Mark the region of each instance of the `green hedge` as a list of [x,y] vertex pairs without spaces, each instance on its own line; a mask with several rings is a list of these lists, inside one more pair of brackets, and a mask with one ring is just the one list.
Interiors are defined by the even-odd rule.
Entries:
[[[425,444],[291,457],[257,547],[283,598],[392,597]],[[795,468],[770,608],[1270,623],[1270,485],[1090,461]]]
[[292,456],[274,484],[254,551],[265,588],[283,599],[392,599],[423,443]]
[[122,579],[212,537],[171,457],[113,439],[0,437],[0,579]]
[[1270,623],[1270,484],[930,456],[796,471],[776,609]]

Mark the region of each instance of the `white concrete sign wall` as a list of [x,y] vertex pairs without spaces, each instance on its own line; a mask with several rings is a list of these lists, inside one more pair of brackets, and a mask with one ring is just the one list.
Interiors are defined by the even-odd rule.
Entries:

==

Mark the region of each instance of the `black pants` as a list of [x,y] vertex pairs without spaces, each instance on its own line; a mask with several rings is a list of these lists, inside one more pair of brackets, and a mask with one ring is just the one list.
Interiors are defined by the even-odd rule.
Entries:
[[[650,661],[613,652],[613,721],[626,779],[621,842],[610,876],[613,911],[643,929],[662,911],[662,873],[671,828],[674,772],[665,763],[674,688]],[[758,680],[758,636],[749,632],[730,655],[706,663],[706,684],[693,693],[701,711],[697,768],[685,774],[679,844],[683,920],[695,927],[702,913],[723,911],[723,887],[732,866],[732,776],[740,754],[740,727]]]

• Short exercise:
In the listing above, locate every line containing the word "pairs" and copy each of those lines. Match case exactly.

• Output below:
Mark the region of each instance of the `green hedge` as a list of [x,y] vertex pairs without spaces, each instance on its own line; a mask with several rings is a list of these lists, inside one more pair of brackets, and a mask with one ring is just the one list.
Mark the region of each instance of the `white concrete sign wall` as a list of [x,y] vertex pairs without spaces, each instance on its own line; a mask with several rings is a list of these lists, inside one more pair of brackets, and a mask with one ring is just the one list.
Mark the region of each instance of the `black pants` as a list of [x,y] vertex pairs without spaces, each instance on its own line; a mask with several rings is a list of these lists, inside one more pair of brackets, and a mask with one ring is just the one list.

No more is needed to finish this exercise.